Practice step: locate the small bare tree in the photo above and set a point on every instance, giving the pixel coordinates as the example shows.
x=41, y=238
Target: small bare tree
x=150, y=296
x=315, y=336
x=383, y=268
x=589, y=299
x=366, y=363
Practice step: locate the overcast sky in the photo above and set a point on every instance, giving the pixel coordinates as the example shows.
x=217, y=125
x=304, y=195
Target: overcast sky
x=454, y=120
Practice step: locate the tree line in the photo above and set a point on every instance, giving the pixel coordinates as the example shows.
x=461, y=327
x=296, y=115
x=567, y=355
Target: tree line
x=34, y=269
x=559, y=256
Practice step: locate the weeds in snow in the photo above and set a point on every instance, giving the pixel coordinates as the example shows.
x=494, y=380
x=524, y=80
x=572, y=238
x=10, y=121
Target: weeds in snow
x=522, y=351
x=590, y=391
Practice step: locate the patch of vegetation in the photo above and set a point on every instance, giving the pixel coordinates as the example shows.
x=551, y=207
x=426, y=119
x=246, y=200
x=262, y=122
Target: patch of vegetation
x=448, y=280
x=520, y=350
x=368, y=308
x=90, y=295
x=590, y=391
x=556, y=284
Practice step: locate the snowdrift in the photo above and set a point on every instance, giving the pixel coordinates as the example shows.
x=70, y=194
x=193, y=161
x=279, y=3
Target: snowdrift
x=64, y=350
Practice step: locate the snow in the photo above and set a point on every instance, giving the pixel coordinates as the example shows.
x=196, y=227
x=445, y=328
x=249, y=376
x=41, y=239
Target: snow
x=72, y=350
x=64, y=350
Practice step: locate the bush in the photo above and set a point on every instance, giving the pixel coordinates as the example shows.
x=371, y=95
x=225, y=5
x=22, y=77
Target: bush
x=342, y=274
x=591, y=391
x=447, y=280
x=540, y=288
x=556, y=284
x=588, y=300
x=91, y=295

= = = = =

Above are the records; copy exactly the lines from the one with "Practice step: locate the snowdrift" through the final line.

▸ **Result for this exercise**
Practice step: locate the snowdrift in the photo above and set a point on every instance, giving the pixel coordinates as the example shows.
x=70, y=194
x=193, y=161
x=279, y=3
Target: snowdrift
x=64, y=350
Practice step: locate the snow in the photo above and set a point on every instance, giving the pixel coordinates as the example shows.
x=196, y=227
x=445, y=328
x=249, y=376
x=41, y=239
Target: snow
x=72, y=350
x=64, y=350
Practice step: locate the bush in the photo above and set a point on every instance, giving the pixel coordinates as the example shows.
x=371, y=95
x=225, y=5
x=22, y=77
Target: bush
x=342, y=274
x=591, y=391
x=447, y=280
x=540, y=288
x=556, y=284
x=588, y=300
x=91, y=295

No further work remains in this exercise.